- [文档正文]:
>>>>>

# 评估AFNONet的预报技巧

这个notebook用于评估UNet的预报技巧。

In [1]:
%load_ext autoreload
%autoreload 2

In [2]:
# Depending on your combination of package versions, this can raise a lot of TF warnings... 
import numpy as np
import matplotlib.pyplot as plt
import xarray as xr
import torch
# import seaborn as sns
import pickle
import sys
sys.path.append('../')
from src.utils.score import *
from src.da_methods.var4d import Solve_Var4D
from src.utils.plot import plot_iter_result
from collections import OrderedDict
import time
from src.models.prednn_module import PredNNLitModule # 预报模型

  from .autonotebook import tqdm as notebook_tqdm


In [3]:
device = device = torch.cuda.current_device() if torch.cuda.is_available() else 'cpu'

In [4]:
# sns.set_style('darkgrid')
# sns.set_context('notebook')

In [5]:
data_dir = '/dataset/era5/era5'
xb_dir = '/dataset/background_dtmodel6_predlen120/background_dtmodel6_predlen120'
obs_dir = '/dataset/observation_err0.015/observation_err0.015'
obs_partial_mask_dir = '/dataset/obs_partial_mask/obs_partial_mask'
obs_single_mask_dir = '/dataset/obs_single_mask/obs_single_mask'
pretrain_dir = '/dataset/pred_model/pred_model'
dtmodel = 1
dt_obs = 3
daw = 12
mode = 'test'
obs_partial = 0.2
obs_single = False
obserr_level = 0.015
prediction_length = dtmodel + 24 * 15
DECORRELATION_TIME = dt_obs * 360
out_iter = 10

## 读取预测数据集

从.nc文件中读取数据，为后续预测技巧的验证提供基础数据支撑

In [6]:
# Load the validation subset of the data: 2017 and 2018
# 读取4个小时的数据对代码进行debug
z500_valid = load_test_data(f'{data_dir}/{mode}', 'z', years=slice('2018'))

<<<<<

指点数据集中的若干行
>>>>>

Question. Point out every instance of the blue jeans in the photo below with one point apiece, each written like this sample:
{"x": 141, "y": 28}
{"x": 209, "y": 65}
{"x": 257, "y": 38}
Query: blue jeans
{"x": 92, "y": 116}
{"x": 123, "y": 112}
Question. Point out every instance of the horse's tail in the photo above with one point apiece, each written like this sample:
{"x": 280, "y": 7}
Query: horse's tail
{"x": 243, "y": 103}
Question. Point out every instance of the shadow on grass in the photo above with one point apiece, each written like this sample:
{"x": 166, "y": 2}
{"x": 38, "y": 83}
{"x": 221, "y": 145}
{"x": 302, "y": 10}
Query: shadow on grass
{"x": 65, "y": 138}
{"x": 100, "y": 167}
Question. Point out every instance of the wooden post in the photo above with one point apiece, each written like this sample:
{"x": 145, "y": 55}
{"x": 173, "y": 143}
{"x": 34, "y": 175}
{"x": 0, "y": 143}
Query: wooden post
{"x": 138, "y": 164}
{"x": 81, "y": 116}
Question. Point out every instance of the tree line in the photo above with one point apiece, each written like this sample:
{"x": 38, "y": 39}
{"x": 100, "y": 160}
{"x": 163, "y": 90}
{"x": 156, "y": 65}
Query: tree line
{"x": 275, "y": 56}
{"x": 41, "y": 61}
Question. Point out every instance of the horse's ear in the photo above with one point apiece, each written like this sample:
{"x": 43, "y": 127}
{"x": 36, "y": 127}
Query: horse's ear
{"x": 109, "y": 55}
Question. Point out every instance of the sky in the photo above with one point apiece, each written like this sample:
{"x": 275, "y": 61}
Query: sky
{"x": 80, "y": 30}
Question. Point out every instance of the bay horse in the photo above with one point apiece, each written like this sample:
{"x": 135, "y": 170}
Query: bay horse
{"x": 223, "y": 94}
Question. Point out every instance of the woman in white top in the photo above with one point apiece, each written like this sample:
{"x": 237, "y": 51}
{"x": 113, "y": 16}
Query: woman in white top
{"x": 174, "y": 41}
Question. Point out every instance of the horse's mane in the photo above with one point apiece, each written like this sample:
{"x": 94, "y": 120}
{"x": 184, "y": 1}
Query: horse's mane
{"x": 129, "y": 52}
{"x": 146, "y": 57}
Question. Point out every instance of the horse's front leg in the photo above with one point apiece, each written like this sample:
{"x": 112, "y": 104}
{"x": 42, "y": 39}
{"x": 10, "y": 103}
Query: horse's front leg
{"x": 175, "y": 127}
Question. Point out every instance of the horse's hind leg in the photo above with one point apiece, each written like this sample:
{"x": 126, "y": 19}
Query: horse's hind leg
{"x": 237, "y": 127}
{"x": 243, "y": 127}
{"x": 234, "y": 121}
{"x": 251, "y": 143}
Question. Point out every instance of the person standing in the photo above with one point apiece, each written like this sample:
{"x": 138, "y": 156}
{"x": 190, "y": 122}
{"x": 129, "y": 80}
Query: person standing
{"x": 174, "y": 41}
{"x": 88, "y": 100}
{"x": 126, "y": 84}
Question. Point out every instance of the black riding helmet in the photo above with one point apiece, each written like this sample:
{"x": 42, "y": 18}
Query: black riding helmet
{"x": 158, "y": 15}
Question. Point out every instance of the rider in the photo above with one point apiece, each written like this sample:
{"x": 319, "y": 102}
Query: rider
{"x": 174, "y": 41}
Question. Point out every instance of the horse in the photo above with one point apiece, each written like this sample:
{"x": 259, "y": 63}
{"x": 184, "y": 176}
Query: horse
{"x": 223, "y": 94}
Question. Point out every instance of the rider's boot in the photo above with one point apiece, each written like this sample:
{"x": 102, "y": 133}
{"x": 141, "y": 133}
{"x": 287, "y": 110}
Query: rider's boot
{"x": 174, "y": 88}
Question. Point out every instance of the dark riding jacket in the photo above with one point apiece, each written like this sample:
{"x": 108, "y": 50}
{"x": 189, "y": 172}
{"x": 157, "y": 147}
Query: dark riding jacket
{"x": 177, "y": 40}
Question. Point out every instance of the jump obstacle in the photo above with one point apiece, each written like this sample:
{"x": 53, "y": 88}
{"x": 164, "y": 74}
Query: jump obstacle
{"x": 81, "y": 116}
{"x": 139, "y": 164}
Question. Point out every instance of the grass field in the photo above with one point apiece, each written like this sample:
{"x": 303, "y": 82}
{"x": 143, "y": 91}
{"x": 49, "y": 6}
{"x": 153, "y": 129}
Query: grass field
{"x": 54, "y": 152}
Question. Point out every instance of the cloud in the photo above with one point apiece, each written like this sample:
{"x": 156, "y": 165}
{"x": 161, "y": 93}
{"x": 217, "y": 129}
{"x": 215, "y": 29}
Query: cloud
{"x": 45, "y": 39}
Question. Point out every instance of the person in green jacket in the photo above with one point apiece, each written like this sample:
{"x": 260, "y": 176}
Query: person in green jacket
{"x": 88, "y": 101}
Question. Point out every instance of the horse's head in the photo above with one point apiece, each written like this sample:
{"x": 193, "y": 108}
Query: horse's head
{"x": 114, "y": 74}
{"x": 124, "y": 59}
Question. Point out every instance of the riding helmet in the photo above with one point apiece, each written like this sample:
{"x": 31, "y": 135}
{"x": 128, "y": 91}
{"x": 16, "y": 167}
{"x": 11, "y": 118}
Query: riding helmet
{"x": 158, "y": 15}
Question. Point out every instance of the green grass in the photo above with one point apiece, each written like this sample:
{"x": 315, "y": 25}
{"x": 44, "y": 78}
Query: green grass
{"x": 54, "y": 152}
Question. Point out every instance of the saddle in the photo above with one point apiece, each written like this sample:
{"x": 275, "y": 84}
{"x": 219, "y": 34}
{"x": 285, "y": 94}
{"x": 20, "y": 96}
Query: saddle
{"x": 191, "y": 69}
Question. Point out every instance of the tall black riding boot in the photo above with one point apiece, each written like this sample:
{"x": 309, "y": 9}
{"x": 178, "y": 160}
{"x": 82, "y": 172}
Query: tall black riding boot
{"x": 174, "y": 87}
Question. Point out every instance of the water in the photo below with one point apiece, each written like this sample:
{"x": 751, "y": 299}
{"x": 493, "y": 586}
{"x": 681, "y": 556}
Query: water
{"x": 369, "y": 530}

<<<<<

- [任务要求]:
a - 根据正文回答以下问题，每题单独成行，并按相同编号作答：
(i) 变量 dt_obs 被赋值为多少？
(ii) 导入 PredNNLitModule 的那一行注释标明它是什么？
(iii) 调用 load_test_data 读取 z500_valid 时，years 参数取什么值？
b - 从条目中含有“Question. Point out every instance of the cloud”的那一行开始，一直到条目末尾，将这些行输出为编号列表，略去空行。
正文与条目彼此独立，互不相关。

- [输出结果]:
a -
(i) 3
(ii) 预报模型
(iii) slice('2018')

b -
1. Question. Point out every instance of the cloud in the photo above with one point apiece, each written like this sample:
2. {"x": 156, "y": 165}
3. {"x": 161, "y": 93}
4. {"x": 217, "y": 129}
5. {"x": 215, "y": 29}
6. Query: cloud
7. {"x": 45, "y": 39}
8. Question. Point out every instance of the person in green jacket in the photo above with one point apiece, each written like this sample:
9. {"x": 260, "y": 176}
10. Query: person in green jacket
11. {"x": 88, "y": 101}
12. Question. Point out every instance of the horse's head in the photo above with one point apiece, each written like this sample:
13. {"x": 193, "y": 108}
14. Query: horse's head
15. {"x": 114, "y": 74}
16. {"x": 124, "y": 59}
17. Question. Point out every instance of the riding helmet in the photo above with one point apiece, each written like this sample:
18. {"x": 31, "y": 135}
19. {"x": 128, "y": 91}
20. {"x": 16, "y": 167}
21. {"x": 11, "y": 118}
22. Query: riding helmet
23. {"x": 158, "y": 15}
24. Question. Point out every instance of the green grass in the photo above with one point apiece, each written like this sample:
25. {"x": 315, "y": 25}
26. {"x": 44, "y": 78}
27. Query: green grass
28. {"x": 54, "y": 152}
29. Question. Point out every instance of the saddle in the photo above with one point apiece, each written like this sample:
30. {"x": 275, "y": 84}
31. {"x": 219, "y": 34}
32. {"x": 285, "y": 94}
33. {"x": 20, "y": 96}
34. Query: saddle
35. {"x": 191, "y": 69}
36. Question. Point out every instance of the tall black riding boot in the photo above with one point apiece, each written like this sample:
37. {"x": 309, "y": 9}
38. {"x": 178, "y": 160}
39. {"x": 82, "y": 172}
40. Query: tall black riding boot
41. {"x": 174, "y": 87}
42. Question. Point out every instance of the water in the photo below with one point apiece, each written like this sample:
43. {"x": 751, "y": 299}
44. {"x": 493, "y": 586}
45. {"x": 681, "y": 556}
46. Query: water
47. {"x": 369, "y": 530}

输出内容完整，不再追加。